(Stored items)
::::::

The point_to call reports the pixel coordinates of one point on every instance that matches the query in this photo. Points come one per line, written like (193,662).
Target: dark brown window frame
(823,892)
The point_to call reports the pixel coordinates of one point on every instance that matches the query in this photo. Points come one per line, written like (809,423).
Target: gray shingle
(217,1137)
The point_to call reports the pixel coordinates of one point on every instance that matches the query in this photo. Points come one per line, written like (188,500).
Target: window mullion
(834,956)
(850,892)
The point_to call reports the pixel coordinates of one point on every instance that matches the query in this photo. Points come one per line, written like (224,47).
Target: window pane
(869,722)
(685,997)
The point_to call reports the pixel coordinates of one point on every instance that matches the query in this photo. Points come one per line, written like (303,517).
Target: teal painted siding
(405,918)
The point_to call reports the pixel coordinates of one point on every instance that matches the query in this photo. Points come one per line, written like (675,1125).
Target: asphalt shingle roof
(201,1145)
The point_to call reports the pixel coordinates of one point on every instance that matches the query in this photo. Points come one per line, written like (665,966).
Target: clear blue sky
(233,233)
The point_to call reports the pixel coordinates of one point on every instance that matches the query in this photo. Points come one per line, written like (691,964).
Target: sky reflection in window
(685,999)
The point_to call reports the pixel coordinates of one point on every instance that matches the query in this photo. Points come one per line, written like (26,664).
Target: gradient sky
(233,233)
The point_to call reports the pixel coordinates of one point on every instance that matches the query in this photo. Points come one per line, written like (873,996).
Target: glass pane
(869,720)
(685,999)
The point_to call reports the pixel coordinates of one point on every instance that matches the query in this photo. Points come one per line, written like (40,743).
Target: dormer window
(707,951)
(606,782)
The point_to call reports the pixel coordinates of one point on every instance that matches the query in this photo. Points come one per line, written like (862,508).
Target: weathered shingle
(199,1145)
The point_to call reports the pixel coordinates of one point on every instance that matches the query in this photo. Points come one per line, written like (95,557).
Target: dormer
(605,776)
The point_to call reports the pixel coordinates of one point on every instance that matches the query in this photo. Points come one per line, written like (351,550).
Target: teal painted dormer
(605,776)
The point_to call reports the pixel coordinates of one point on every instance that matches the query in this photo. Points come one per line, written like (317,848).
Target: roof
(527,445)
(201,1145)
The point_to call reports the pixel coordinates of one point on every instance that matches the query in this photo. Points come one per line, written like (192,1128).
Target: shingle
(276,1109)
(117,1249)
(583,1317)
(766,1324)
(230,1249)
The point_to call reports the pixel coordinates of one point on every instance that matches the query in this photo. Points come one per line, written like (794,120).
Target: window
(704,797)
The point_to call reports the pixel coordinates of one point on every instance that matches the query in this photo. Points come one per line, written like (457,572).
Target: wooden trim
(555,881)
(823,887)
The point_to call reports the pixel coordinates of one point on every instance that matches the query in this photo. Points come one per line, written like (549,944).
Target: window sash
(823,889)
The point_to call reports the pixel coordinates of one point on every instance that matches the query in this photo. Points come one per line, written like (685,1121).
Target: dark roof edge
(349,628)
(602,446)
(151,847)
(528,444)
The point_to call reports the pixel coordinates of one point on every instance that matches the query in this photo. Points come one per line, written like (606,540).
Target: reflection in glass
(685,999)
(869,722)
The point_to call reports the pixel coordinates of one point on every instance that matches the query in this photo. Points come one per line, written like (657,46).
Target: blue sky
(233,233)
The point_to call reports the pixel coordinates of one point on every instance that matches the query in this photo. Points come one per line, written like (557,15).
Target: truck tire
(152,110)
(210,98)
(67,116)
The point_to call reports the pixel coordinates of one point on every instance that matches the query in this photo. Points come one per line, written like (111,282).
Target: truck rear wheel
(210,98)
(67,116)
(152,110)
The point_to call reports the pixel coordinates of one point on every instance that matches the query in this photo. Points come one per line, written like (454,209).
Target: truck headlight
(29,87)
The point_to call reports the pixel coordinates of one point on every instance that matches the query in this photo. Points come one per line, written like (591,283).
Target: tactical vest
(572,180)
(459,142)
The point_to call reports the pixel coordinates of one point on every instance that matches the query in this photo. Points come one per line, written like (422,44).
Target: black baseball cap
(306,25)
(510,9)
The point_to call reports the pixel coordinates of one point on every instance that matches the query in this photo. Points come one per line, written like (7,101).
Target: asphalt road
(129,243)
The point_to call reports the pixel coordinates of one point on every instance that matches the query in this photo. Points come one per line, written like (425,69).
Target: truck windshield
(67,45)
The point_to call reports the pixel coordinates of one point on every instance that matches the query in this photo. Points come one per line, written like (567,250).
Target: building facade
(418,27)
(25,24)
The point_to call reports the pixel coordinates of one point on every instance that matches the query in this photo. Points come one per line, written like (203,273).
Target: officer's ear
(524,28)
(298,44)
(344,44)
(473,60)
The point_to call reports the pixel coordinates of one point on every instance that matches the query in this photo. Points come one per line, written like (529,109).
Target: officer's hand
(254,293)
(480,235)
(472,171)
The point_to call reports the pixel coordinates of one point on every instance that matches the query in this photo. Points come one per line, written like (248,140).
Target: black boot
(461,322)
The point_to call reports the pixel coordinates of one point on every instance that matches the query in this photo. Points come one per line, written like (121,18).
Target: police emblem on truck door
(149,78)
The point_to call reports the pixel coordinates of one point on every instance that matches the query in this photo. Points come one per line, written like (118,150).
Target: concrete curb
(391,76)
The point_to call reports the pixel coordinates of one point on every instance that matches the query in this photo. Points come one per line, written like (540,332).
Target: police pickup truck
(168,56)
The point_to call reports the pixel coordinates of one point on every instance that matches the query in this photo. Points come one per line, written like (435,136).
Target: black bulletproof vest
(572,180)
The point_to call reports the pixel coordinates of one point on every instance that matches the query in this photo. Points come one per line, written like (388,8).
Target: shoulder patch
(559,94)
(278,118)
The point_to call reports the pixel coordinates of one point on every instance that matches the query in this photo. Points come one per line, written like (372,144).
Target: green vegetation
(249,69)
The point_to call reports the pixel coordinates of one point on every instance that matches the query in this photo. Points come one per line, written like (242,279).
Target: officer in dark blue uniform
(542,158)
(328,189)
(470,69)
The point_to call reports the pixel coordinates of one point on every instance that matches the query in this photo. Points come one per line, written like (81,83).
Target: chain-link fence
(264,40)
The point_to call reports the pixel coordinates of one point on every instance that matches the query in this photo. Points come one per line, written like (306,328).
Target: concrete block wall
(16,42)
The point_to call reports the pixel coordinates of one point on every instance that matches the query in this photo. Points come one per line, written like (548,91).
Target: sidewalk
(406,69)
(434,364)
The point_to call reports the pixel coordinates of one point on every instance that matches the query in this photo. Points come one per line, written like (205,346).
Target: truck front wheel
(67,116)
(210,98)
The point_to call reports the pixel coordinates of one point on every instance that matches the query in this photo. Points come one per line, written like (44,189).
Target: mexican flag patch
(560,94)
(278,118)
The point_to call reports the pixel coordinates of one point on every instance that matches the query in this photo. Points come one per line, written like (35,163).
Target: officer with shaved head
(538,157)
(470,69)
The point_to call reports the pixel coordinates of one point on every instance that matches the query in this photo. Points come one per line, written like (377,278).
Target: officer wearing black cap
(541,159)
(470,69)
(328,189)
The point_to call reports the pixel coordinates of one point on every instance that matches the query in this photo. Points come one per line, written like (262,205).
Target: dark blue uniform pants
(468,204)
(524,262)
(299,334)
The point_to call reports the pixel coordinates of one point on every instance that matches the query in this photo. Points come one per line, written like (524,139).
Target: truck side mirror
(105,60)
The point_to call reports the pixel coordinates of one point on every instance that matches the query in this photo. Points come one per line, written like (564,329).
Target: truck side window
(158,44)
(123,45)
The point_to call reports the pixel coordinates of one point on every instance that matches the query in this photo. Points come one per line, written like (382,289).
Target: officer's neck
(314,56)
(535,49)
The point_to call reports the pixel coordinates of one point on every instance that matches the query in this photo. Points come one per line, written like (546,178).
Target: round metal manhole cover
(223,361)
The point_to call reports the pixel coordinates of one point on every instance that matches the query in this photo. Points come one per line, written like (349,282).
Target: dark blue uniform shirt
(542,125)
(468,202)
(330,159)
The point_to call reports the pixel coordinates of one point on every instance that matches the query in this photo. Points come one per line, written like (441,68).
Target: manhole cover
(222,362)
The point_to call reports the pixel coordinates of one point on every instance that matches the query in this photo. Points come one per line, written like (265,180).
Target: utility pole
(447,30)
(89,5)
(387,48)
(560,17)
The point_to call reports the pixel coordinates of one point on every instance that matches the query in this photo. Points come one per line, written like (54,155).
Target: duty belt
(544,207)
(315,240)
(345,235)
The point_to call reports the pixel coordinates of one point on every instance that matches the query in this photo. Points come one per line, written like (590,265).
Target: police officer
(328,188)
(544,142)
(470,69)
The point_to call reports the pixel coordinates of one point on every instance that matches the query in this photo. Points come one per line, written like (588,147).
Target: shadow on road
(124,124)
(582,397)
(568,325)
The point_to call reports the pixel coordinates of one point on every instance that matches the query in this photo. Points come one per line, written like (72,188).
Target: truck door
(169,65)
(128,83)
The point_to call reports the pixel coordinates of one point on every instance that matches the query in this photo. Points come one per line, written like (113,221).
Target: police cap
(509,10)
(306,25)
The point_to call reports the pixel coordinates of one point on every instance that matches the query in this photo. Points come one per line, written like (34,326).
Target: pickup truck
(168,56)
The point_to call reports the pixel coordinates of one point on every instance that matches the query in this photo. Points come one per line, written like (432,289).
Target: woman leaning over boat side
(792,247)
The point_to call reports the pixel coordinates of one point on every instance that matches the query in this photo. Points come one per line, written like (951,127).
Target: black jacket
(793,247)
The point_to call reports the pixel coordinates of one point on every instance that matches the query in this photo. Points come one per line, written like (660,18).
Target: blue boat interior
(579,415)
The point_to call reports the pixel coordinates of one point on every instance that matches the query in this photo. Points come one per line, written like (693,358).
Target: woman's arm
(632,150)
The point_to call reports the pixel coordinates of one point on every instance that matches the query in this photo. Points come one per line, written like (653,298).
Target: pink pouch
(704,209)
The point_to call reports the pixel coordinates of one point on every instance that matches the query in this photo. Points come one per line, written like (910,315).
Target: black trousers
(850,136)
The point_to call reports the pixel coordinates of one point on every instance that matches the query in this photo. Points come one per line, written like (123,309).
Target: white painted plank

::::::

STATED GOAL — Every line from the line containing "written like (660,18)." to the last line of the material above must be repeated exactly, and no other line.

RESULT —
The point_to call reports the pixel coordinates of one point on every instance that matches the query in this photo. Points come one per line, written like (660,18).
Target: blue boat interior
(579,415)
The point_to call reports the pixel coordinates of one point on every instance that matches the query in this photo. Points come one per line, written like (693,358).
Target: woman's arm
(632,150)
The point_to call reports the pixel coordinates of one point on every instance that matches the query in this photo. Points come one per line, written like (653,298).
Target: pink pouch
(704,209)
The point_to call reports the pixel coordinates of one point on every instance that matches the query in this photo. Points come one per line, written like (910,315).
Target: black trousers
(850,136)
The point_to call reports the pixel coordinates of one point on every instance that matches the query in this photo. Points come one per line, written like (123,309).
Target: white painted plank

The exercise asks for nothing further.